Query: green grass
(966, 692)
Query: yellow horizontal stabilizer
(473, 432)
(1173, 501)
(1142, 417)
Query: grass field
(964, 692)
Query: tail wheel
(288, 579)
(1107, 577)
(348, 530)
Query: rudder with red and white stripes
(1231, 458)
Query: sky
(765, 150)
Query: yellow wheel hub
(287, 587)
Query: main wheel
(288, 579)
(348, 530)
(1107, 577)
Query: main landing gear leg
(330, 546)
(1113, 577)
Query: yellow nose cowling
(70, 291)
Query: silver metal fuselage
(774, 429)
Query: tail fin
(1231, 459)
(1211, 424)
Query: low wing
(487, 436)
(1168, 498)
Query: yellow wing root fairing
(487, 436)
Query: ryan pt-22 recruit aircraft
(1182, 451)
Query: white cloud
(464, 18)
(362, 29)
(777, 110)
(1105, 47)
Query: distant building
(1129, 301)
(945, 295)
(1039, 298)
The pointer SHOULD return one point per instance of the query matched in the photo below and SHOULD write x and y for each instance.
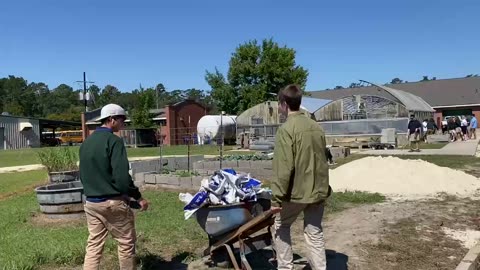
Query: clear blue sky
(126, 43)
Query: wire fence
(211, 135)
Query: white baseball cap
(111, 110)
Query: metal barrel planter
(65, 176)
(61, 200)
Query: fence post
(188, 145)
(161, 148)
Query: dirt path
(398, 235)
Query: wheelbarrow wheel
(220, 259)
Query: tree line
(257, 70)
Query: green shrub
(59, 159)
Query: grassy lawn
(427, 146)
(11, 183)
(164, 237)
(29, 156)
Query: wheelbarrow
(226, 225)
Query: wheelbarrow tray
(243, 235)
(219, 220)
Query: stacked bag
(222, 188)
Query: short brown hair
(292, 95)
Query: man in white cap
(109, 191)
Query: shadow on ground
(261, 260)
(153, 262)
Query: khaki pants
(116, 217)
(312, 230)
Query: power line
(85, 90)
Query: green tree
(225, 96)
(140, 114)
(17, 98)
(110, 94)
(94, 94)
(43, 99)
(396, 81)
(256, 74)
(63, 98)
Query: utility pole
(85, 90)
(222, 138)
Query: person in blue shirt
(473, 126)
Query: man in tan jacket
(300, 181)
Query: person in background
(473, 127)
(300, 172)
(458, 128)
(445, 126)
(451, 129)
(424, 129)
(414, 133)
(464, 125)
(109, 191)
(431, 127)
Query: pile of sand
(468, 238)
(402, 178)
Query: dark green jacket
(104, 166)
(299, 163)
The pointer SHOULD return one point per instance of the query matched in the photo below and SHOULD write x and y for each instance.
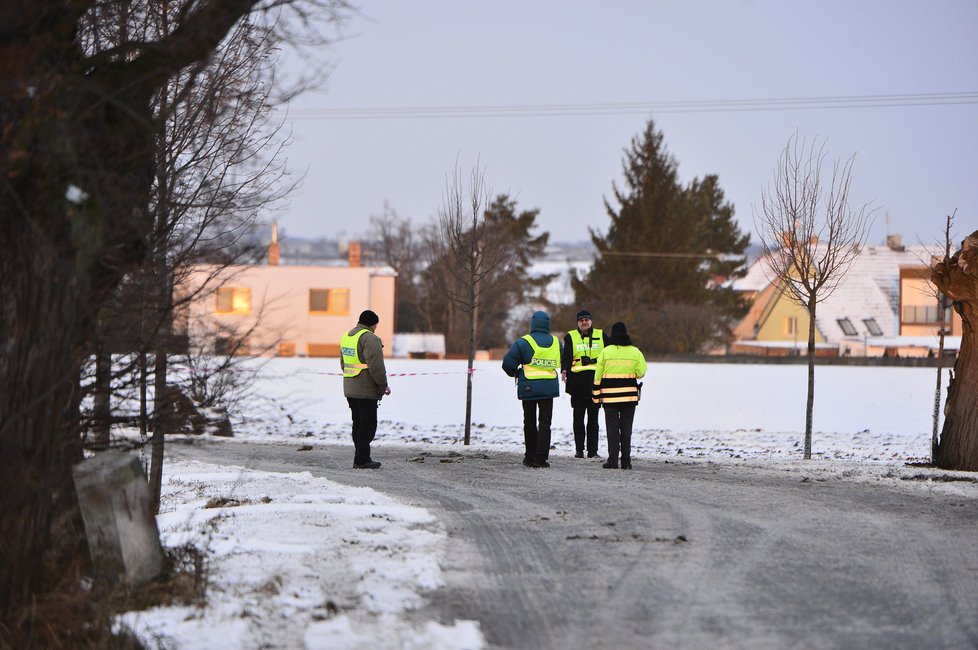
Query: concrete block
(119, 523)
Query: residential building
(885, 305)
(283, 310)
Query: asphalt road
(673, 555)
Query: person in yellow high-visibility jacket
(616, 387)
(534, 361)
(577, 361)
(364, 384)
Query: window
(791, 325)
(872, 327)
(226, 346)
(847, 327)
(922, 314)
(329, 302)
(233, 300)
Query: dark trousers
(618, 419)
(536, 434)
(588, 432)
(364, 427)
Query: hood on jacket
(540, 322)
(619, 335)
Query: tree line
(664, 264)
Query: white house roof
(926, 342)
(869, 290)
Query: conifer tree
(662, 263)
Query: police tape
(471, 371)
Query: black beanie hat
(368, 318)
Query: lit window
(847, 327)
(233, 300)
(791, 325)
(330, 302)
(873, 327)
(922, 314)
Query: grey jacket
(370, 383)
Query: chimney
(353, 253)
(273, 255)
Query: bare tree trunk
(810, 404)
(957, 278)
(942, 310)
(101, 398)
(473, 319)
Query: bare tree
(78, 145)
(942, 308)
(810, 235)
(957, 277)
(400, 247)
(466, 260)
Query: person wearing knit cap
(577, 362)
(616, 387)
(534, 360)
(364, 383)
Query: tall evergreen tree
(661, 265)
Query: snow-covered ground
(299, 561)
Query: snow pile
(297, 561)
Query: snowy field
(298, 561)
(694, 410)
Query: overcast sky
(903, 75)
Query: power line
(632, 108)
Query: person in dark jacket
(534, 360)
(364, 384)
(577, 362)
(616, 386)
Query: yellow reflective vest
(352, 364)
(545, 362)
(585, 348)
(617, 373)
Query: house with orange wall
(283, 310)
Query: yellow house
(885, 305)
(282, 310)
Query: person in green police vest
(534, 361)
(577, 362)
(364, 384)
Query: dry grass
(77, 614)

____

CHALLENGE: Reproduce all of the data above, substituting "overhead wire" for each occurrence of "power line" and changing nothing else. Omit the pictures from your answer.

THE ANSWER:
Query: green grass
(966, 692)
Query: yellow horizontal stabilizer
(473, 432)
(1173, 501)
(1142, 417)
Query: grass field
(964, 692)
Query: tail wheel
(288, 579)
(1107, 577)
(348, 530)
Query: rudder with red and white stripes
(1231, 458)
Query: sky
(765, 150)
Query: yellow wheel hub
(287, 587)
Query: main wheel
(288, 579)
(348, 530)
(1107, 577)
Query: main landing gear leg
(330, 546)
(1113, 577)
Query: yellow nose cowling
(70, 291)
Query: silver metal fuselage
(774, 429)
Query: tail fin
(1231, 459)
(1211, 424)
Query: low wing
(487, 436)
(1168, 498)
Query: yellow wing root fairing
(487, 436)
Query: ryan pt-22 recruit aircraft
(1182, 451)
Query: white cloud
(464, 18)
(362, 29)
(777, 110)
(1105, 47)
Query: distant building
(1129, 301)
(945, 295)
(1039, 298)
The pointer SHOULD return one point per instance of the query matched in the photo below and SHOULD write x and y for each instance.
Query: clear blue sky
(126, 43)
Query: wire fence
(211, 135)
Query: white baseball cap
(111, 110)
Query: metal barrel planter
(65, 176)
(61, 200)
Query: fence post
(188, 145)
(161, 148)
Query: dirt path
(398, 235)
Query: wheelbarrow wheel
(220, 259)
Query: tree line
(257, 70)
Query: green shrub
(59, 159)
Query: grassy lawn
(427, 146)
(11, 183)
(164, 237)
(29, 156)
Query: wheelbarrow
(226, 225)
Query: wheelbarrow tray
(243, 235)
(219, 220)
Query: stacked bag
(222, 188)
Query: short brown hair
(292, 95)
Query: man in white cap
(109, 191)
Query: shadow on ground
(261, 260)
(153, 262)
Query: khaki pants
(116, 217)
(312, 230)
Query: overhead wire
(85, 90)
Query: green tree
(225, 96)
(140, 114)
(17, 98)
(110, 94)
(94, 94)
(43, 99)
(396, 81)
(256, 74)
(63, 98)
Query: utility pole
(85, 90)
(222, 138)
Query: person in blue shirt
(473, 126)
Query: man in tan jacket
(300, 181)
Query: person in background
(473, 127)
(300, 172)
(458, 128)
(445, 126)
(451, 129)
(424, 129)
(414, 133)
(464, 125)
(109, 191)
(431, 127)
Query: pile of sand
(468, 238)
(402, 178)
Query: dark green jacket
(104, 166)
(299, 163)
The pointer SHOULD return one point per instance of the query matched in the photo below and SHOULD write x and y for each instance.
Query: concrete block
(119, 523)
Query: residential building
(885, 305)
(283, 310)
Query: asphalt road
(673, 555)
Query: person in yellow high-visibility jacket
(616, 387)
(534, 361)
(577, 361)
(364, 384)
Query: window
(791, 325)
(872, 327)
(226, 346)
(847, 327)
(922, 314)
(329, 302)
(233, 300)
Query: dark trousers
(618, 419)
(536, 434)
(588, 432)
(364, 427)
Query: hood on jacket
(540, 322)
(619, 335)
Query: tree line
(664, 264)
Query: white house roof
(926, 342)
(869, 290)
Query: conifer tree
(662, 263)
Query: police tape
(471, 371)
Query: black beanie hat
(368, 318)
Query: lit window
(847, 327)
(233, 300)
(791, 325)
(330, 302)
(873, 327)
(922, 314)
Query: grey jacket
(370, 383)
Query: chimney
(353, 253)
(273, 255)
Query: bare tree trunk
(810, 404)
(957, 278)
(942, 310)
(101, 398)
(473, 319)
Query: bare tree
(78, 145)
(942, 308)
(810, 235)
(957, 277)
(400, 247)
(466, 260)
Query: person wearing knit cap
(577, 362)
(616, 387)
(534, 360)
(364, 383)
Query: tall evergreen tree
(661, 265)
Query: snow-covered ground
(299, 561)
Query: snow pile
(297, 561)
Query: snowy field
(298, 561)
(694, 410)
Query: overcast sky
(903, 75)
Query: overhead wire
(632, 108)
Query: person in dark jacket
(534, 360)
(364, 384)
(577, 362)
(616, 386)
Query: yellow reflective vest
(352, 364)
(545, 362)
(585, 348)
(617, 373)
Query: house with orange wall
(283, 310)
Query: yellow house
(885, 305)
(282, 310)
Query: person in green police vest
(534, 361)
(577, 362)
(364, 384)
Query: dry grass
(77, 614)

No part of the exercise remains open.